Work instructions:
Reproduce exactly, and only, the lines below from the one containing "of the shovel" through the one containing "the road roller".

Given information:
★ ★ ★

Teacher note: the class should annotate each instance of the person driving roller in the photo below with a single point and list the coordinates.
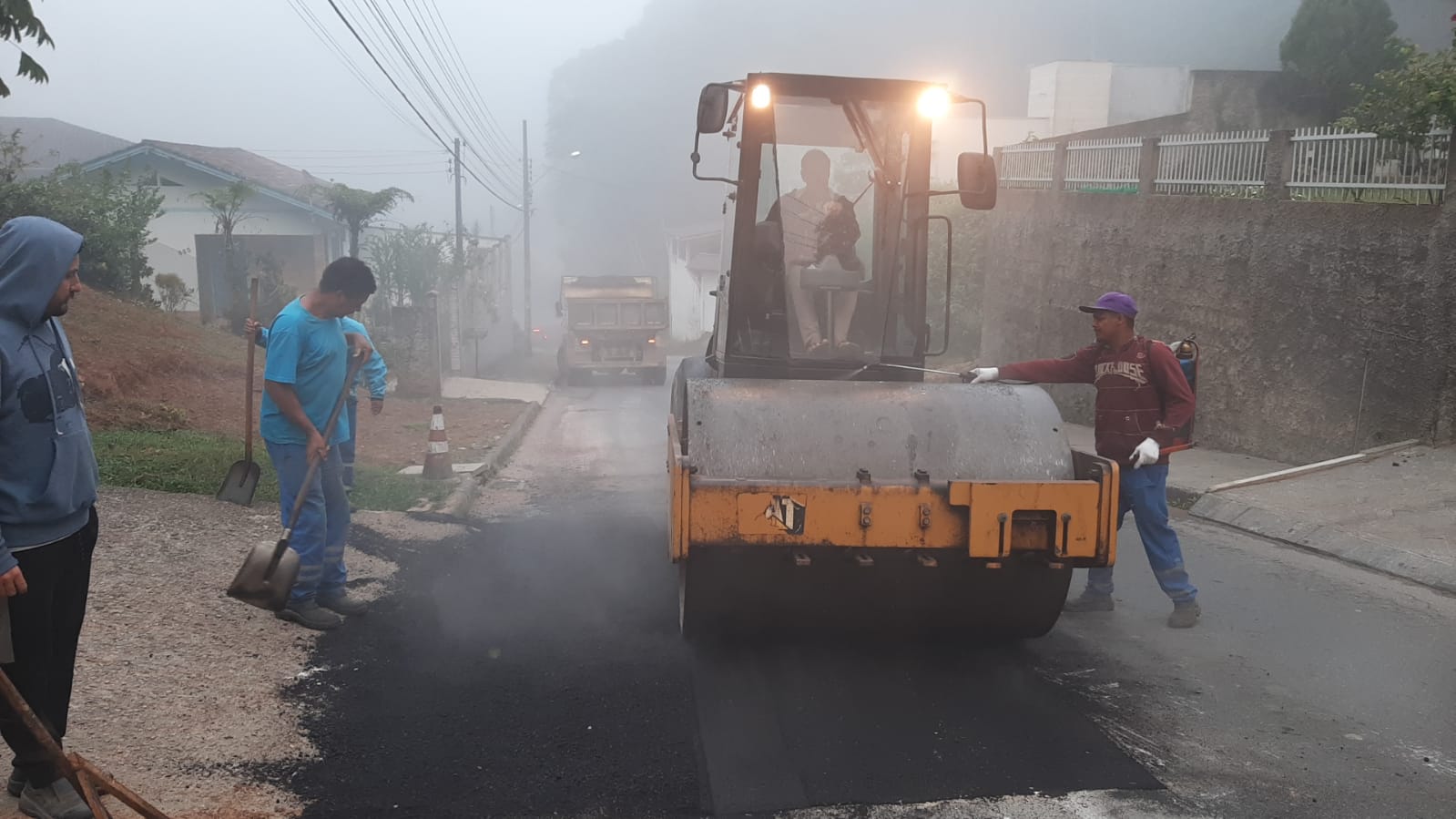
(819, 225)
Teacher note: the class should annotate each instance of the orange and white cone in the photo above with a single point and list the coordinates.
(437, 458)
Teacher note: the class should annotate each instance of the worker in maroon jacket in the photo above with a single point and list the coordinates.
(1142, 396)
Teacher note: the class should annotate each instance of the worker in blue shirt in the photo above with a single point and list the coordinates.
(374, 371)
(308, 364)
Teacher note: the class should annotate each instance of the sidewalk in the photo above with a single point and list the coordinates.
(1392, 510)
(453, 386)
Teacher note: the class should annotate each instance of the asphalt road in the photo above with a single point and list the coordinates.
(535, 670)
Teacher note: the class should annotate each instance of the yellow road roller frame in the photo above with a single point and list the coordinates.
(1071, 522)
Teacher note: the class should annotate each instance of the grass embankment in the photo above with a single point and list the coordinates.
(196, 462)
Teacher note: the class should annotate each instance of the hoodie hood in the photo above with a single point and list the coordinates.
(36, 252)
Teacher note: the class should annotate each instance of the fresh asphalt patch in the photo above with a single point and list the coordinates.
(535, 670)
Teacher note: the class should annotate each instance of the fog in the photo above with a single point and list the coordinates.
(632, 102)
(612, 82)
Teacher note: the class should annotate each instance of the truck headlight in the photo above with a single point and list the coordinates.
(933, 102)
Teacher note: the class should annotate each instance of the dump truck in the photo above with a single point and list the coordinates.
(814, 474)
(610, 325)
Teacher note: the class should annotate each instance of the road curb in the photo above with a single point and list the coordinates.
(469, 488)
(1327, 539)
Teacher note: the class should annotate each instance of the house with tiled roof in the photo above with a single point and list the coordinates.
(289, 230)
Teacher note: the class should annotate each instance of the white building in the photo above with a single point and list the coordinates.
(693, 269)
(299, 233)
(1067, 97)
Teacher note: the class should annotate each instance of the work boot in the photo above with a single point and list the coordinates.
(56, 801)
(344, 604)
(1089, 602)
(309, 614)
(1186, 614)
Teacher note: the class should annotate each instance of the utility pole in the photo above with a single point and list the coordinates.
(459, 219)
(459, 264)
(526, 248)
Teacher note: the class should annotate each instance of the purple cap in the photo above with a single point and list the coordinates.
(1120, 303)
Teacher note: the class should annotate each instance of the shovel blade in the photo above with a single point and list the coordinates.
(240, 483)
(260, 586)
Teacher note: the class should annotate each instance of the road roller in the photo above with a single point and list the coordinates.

★ ★ ★

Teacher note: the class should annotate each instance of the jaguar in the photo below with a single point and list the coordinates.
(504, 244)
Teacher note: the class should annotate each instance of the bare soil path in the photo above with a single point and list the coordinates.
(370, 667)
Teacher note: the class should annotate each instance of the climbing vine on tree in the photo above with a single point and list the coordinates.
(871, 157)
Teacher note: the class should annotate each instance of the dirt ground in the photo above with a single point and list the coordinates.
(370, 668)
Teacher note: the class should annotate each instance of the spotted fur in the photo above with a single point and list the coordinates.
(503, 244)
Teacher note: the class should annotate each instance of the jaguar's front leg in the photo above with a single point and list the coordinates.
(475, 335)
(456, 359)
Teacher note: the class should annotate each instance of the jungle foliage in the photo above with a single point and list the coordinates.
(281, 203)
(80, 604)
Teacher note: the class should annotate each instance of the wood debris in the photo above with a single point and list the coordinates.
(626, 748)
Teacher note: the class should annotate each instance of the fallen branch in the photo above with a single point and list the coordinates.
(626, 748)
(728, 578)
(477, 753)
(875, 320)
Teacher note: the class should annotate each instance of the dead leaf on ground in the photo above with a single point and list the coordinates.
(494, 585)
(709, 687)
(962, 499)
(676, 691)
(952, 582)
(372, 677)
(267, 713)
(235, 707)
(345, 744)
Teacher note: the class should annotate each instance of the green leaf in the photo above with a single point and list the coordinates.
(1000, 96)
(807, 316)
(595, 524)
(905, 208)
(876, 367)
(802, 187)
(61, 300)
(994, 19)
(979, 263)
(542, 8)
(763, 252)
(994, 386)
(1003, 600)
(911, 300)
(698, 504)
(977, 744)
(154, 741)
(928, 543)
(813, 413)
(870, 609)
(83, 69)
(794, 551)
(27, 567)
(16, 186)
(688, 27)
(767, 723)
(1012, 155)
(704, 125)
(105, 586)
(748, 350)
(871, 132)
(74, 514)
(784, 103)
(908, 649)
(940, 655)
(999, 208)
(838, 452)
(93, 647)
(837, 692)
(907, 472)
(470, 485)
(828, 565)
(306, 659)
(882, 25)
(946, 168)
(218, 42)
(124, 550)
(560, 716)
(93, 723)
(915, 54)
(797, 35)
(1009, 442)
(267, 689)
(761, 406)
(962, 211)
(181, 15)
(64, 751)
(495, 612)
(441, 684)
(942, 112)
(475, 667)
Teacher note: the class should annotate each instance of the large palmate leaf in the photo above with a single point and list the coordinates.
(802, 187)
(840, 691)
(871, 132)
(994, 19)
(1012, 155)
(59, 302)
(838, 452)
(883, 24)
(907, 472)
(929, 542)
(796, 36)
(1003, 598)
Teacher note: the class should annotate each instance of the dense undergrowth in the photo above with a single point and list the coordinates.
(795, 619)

★ ★ ★

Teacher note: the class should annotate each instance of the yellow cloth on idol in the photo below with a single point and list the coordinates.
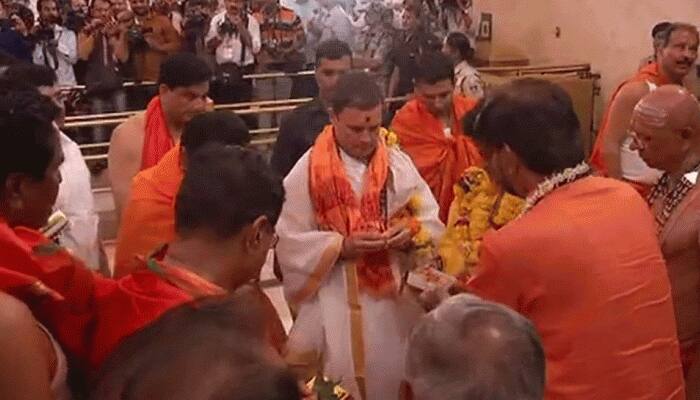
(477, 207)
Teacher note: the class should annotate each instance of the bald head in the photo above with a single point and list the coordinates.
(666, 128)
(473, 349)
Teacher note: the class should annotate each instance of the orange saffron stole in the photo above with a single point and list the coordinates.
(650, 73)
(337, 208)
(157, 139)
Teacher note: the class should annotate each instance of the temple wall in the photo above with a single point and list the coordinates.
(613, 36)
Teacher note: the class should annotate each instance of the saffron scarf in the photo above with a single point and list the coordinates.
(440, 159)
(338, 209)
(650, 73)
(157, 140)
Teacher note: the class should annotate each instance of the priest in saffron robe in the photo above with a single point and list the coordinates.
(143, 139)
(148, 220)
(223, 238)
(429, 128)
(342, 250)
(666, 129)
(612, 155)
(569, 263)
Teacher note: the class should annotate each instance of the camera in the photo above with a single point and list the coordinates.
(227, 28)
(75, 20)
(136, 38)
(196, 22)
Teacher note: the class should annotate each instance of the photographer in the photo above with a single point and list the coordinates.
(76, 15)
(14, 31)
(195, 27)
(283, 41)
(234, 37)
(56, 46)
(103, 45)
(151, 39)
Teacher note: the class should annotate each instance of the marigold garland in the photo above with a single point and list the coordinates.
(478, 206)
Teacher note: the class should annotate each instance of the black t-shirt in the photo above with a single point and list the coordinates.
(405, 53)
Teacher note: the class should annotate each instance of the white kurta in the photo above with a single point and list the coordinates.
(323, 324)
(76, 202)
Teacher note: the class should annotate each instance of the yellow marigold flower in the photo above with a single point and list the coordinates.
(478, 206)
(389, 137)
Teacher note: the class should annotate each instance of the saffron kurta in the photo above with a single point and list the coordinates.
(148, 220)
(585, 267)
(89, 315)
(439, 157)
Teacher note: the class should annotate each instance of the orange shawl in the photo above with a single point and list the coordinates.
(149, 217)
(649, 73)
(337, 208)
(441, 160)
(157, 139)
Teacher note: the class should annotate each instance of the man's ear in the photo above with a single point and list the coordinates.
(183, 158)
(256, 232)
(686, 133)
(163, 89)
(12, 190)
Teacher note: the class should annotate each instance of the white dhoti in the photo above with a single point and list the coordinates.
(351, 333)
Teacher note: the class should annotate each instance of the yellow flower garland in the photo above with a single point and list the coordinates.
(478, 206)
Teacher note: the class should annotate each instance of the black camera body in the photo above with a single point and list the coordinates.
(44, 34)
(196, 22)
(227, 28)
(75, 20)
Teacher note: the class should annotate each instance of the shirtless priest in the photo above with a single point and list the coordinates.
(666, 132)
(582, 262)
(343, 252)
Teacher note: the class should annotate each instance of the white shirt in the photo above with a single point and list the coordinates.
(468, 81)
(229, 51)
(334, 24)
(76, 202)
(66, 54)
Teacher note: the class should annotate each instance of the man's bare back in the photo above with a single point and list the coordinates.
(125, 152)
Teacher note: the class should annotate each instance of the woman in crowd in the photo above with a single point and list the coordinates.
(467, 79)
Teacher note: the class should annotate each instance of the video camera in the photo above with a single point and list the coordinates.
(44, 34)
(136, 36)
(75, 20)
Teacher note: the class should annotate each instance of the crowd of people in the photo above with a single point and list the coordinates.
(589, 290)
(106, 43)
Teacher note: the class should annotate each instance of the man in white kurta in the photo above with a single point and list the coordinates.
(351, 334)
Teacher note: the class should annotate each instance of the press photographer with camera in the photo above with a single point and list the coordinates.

★ ★ ★

Response to this task:
Teacher note: the class should annotate each instance of the shovel blade in the photo above with a single point and list the coordinates.
(240, 483)
(260, 586)
Teacher note: the class should annotate each instance of the road roller in the photo above with a single point and list the coordinates.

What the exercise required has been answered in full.